◆ PROVIDED PASSAGE:
=== Section Start ===

Japan and UK sign free trade agreement

Out-Law News | 27 Oct 2020 | 12:19 pm | 3 min. read

The UK and Japan have signed a post-Brexit trade agreement which aims to increase trade between the nations by £15 billion ($20bn).

The Comprehensive Economic Partnership Agreement with Japan is the first major trade pact that the UK has signed following its departure from the EU. It will take effect when the transition period ends at the end of 2020.

UK's international trade secretary Liz Truss and Japan’s foreign minister Motegi Toshimitsu signed the deal in Tokyo on 23 October. The two said the deal would promote free trade and strengthen ties between their countries.

This deal will make it easier for UK companies to operate in Japan. Manufacturers, food and drink producers and technology companies could benefit. Tariffs on Japanese cars will be removed in stages, reaching zero in 2026. Tariffs for railway cars and car parts will also be removed by the UK. On e-commerce and financial services, governments are prohibited from asking businesses to disclose algorithms used in artificial intelligence technology and encryption data.

Japan already exports about £11bn ($14bn) of goods to the UK, mostly autos, auto parts and other machinery. It imports nearly £7bn ($9.5bn) worth of goods from the UK including pharmaceuticals, medical products and cars, according to the Japanese Foreign


The deal is an important step towards joining the Comprehensive and Progressive Agreement for Trans-Pacific Partnership (CPTPP) that includes 11 Pacific nations. It will "give UK businesses a gateway to the Asia-Pacific region and help to increase the resilience and diversity of our supply chains", the UK government said

"This pact is based on the EU-Japan Economic Partnership Agreement (EPA) that entered into force in February 2019 and is the EU’s largest bilateral trade agreement,"  said Dr Totis Kotsonis, an international trade expert at Pinsent Masons, the law firm behind Out-Law.

"However, there are certain differences. For example, the agreement goes beyond the EU-Japan EPA in relation to e-commerce and financial services. On the other hand, the position in relation to trade in goods is a little more mixed, providing, as it does, for UK suppliers to benefit from lower tariffs in relation to the export of certain products only to the extent that EU producers have not used up the relevant quotas."

=== Section End ===

◆ QUESTIONS:
**a)** According to the trade agreement article, where and on what date did Liz Truss and Motegi Toshimitsu sign the deal?
**b)** Retype the stretch of the trade agreement article from "UK's international trade" through "between their countries.".
**c)** Which kinds of businesses does the trade agreement article say could benefit from the deal?
The entries that follow are separate material, unrelated to the trade agreement article.

◆ RECORD EXTRACTS:

=== Section Start ===

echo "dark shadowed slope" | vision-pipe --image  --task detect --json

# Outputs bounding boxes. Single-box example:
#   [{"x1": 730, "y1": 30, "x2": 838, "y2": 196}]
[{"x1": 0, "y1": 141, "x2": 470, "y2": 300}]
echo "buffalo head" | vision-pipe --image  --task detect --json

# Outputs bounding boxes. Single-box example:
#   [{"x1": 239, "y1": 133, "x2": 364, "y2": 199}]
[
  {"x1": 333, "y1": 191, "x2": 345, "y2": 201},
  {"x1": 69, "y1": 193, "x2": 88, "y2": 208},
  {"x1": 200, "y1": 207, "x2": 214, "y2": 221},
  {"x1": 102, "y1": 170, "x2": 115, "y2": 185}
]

=== Section End ===
=== Section Start ===

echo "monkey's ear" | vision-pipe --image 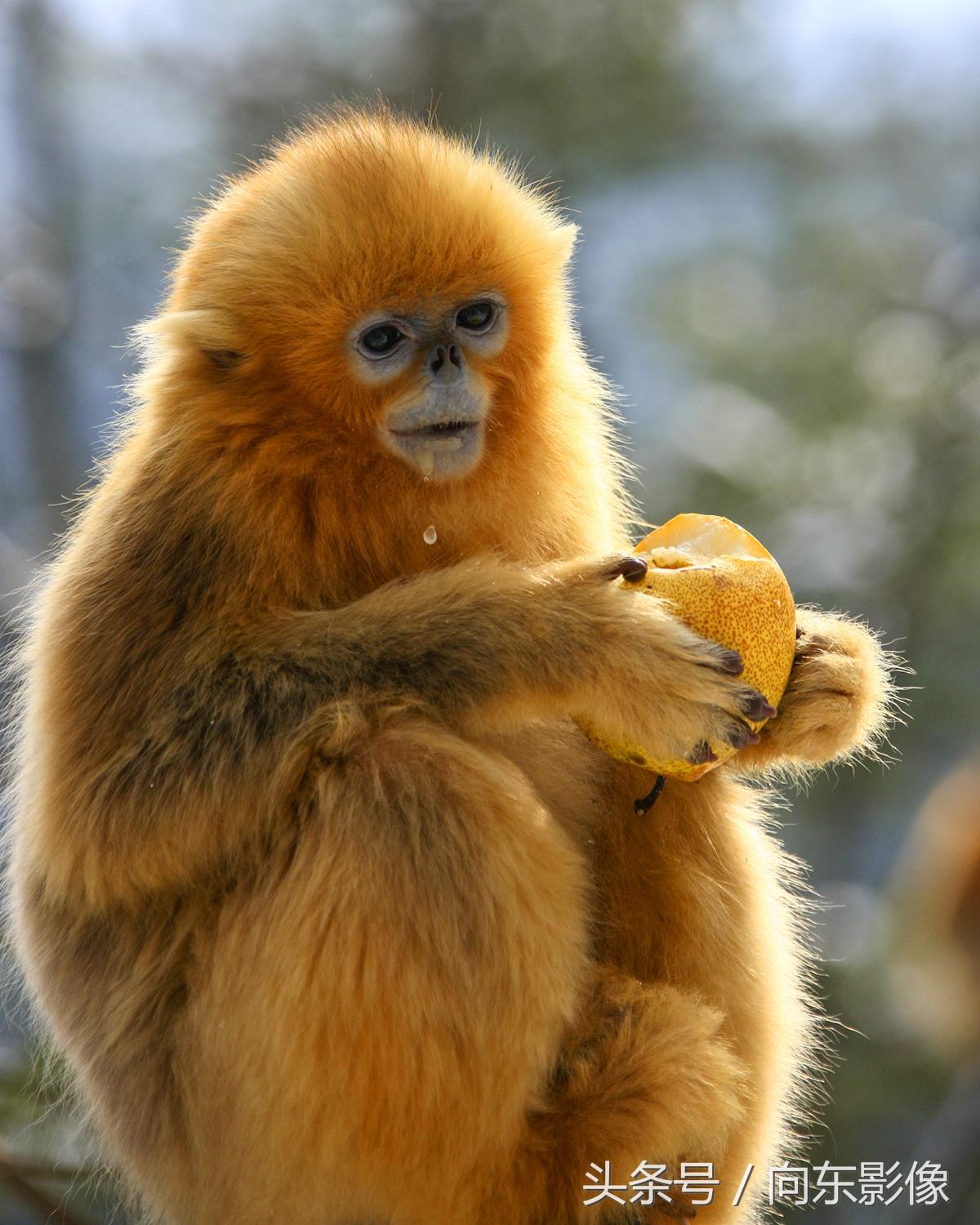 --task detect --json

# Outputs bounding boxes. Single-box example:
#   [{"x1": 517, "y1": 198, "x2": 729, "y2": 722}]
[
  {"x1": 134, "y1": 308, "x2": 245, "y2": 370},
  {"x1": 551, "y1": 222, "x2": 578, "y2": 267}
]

=== Section End ===

◆ SOLUTIONS TO EACH TASK:
**a)** They signed it in Tokyo on 23 October.

**b)**
UK's international trade secretary Liz Truss and Japan’s foreign minister Motegi Toshimitsu signed the deal in Tokyo on 23 October. The two said the deal would promote free trade and strengthen ties between their countries.

**c)** Manufacturers, food and drink producers, and technology companies.